■ **YOUR TASK**
Reproduce each of the rows below word for word, leaving nothing out.

Saved entries:
━━━━━━━━━━━━━━━━

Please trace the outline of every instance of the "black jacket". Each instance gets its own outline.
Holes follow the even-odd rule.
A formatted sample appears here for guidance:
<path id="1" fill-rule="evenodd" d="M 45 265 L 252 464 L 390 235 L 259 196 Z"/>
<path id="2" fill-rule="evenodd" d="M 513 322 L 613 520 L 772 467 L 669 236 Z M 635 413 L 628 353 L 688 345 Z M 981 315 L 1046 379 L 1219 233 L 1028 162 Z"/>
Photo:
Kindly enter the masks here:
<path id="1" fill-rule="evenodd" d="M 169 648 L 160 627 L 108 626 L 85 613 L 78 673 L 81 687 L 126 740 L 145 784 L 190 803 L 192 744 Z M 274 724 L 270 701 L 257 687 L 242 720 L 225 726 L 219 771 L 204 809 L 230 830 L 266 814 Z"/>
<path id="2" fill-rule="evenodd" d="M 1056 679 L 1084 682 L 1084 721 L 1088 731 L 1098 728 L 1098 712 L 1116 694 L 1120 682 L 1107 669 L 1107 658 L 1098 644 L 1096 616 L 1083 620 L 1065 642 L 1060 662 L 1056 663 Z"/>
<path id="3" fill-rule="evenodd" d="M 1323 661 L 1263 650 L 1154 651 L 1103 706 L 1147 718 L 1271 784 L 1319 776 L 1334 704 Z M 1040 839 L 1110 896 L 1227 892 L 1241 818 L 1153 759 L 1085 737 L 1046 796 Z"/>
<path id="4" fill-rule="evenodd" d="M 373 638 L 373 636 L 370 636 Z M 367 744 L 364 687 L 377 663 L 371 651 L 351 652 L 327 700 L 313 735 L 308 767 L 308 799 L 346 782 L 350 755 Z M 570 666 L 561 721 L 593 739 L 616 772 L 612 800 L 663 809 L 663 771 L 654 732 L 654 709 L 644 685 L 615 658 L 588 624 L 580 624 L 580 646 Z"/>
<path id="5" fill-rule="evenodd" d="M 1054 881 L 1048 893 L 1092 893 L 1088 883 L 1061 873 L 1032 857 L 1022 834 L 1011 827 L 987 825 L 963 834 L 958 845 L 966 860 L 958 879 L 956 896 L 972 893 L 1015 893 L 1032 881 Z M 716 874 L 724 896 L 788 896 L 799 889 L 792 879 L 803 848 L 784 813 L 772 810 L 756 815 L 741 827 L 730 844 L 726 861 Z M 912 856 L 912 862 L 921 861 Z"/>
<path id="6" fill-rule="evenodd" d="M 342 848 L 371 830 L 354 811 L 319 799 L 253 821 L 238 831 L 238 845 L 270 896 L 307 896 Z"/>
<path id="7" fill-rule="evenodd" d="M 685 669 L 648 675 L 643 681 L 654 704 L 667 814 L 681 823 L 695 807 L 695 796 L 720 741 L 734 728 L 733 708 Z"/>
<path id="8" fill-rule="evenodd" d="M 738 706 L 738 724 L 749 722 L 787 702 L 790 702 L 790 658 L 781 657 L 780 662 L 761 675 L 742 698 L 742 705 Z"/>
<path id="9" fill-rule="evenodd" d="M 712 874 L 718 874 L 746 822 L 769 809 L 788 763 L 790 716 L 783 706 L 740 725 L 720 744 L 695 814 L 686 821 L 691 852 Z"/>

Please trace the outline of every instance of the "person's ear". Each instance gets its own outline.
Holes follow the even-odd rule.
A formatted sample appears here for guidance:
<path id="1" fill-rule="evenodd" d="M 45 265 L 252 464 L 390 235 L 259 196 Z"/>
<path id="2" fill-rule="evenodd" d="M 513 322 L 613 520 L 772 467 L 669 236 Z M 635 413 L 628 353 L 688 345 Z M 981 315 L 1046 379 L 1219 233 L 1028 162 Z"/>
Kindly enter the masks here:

━━━━━━━━━━━━━━━━

■ **ANSWER TO THE EXERCISE**
Please trace the outline of every instance of the "black jacket". Each instance gets its own outline.
Holes follow the even-odd rule.
A formatted sample appears here for guidance:
<path id="1" fill-rule="evenodd" d="M 45 265 L 252 464 L 390 235 L 259 196 Z"/>
<path id="2" fill-rule="evenodd" d="M 513 322 L 613 520 L 772 467 L 669 236 Z M 635 413 L 628 353 L 688 345 Z M 981 315 L 1046 379 L 1219 233 L 1028 162 Z"/>
Photo:
Kindly enter the masks here:
<path id="1" fill-rule="evenodd" d="M 169 648 L 160 627 L 108 626 L 85 613 L 78 673 L 81 687 L 126 740 L 145 784 L 190 803 L 192 744 Z M 274 724 L 270 701 L 257 687 L 242 720 L 225 726 L 219 771 L 204 809 L 230 830 L 266 814 Z"/>
<path id="2" fill-rule="evenodd" d="M 1056 679 L 1084 682 L 1084 721 L 1088 731 L 1098 728 L 1098 712 L 1116 694 L 1120 682 L 1107 669 L 1107 658 L 1098 644 L 1096 616 L 1083 620 L 1065 642 L 1060 662 L 1056 663 Z"/>
<path id="3" fill-rule="evenodd" d="M 1323 661 L 1263 650 L 1154 651 L 1103 706 L 1147 718 L 1271 784 L 1319 776 L 1334 704 Z M 1040 839 L 1110 896 L 1227 892 L 1241 818 L 1153 759 L 1085 737 L 1046 796 Z"/>
<path id="4" fill-rule="evenodd" d="M 373 638 L 373 636 L 370 636 Z M 367 744 L 364 687 L 377 663 L 371 651 L 351 652 L 327 700 L 313 735 L 308 767 L 308 799 L 346 782 L 350 755 Z M 570 666 L 561 721 L 593 739 L 616 772 L 612 800 L 663 809 L 663 771 L 654 732 L 654 709 L 644 685 L 615 658 L 588 624 L 580 624 L 580 646 Z"/>
<path id="5" fill-rule="evenodd" d="M 1054 881 L 1048 893 L 1092 893 L 1088 883 L 1061 873 L 1032 857 L 1022 834 L 1011 827 L 987 825 L 963 834 L 958 845 L 966 860 L 958 879 L 956 896 L 972 893 L 1015 893 L 1032 881 Z M 716 874 L 724 896 L 788 896 L 799 889 L 792 879 L 803 848 L 784 813 L 772 810 L 756 815 L 741 827 L 730 844 L 726 861 Z M 912 856 L 912 862 L 921 861 Z"/>
<path id="6" fill-rule="evenodd" d="M 342 848 L 371 830 L 354 811 L 319 799 L 253 821 L 238 831 L 238 845 L 270 896 L 307 896 Z"/>
<path id="7" fill-rule="evenodd" d="M 685 669 L 648 675 L 643 681 L 654 704 L 667 814 L 681 823 L 695 807 L 695 796 L 720 741 L 734 728 L 733 708 Z"/>
<path id="8" fill-rule="evenodd" d="M 738 706 L 738 724 L 749 722 L 787 702 L 790 702 L 790 658 L 781 657 L 780 662 L 761 675 L 742 698 L 742 705 Z"/>
<path id="9" fill-rule="evenodd" d="M 712 874 L 718 874 L 746 822 L 769 809 L 788 763 L 790 716 L 783 706 L 740 725 L 720 744 L 695 814 L 686 821 L 691 852 Z"/>

Please trace the outline of every instance of the "person's ear". Each instance gets its own outline.
Holes follow the even-odd rule.
A formatted sample appears here for guidance:
<path id="1" fill-rule="evenodd" d="M 45 265 L 252 464 L 390 235 L 259 196 Z"/>
<path id="2" fill-rule="evenodd" d="M 513 322 L 613 520 L 772 467 L 669 236 Z M 635 413 L 628 353 L 688 345 Z M 981 315 L 1046 379 L 1219 233 L 1028 162 Z"/>
Kindly enter the masks here:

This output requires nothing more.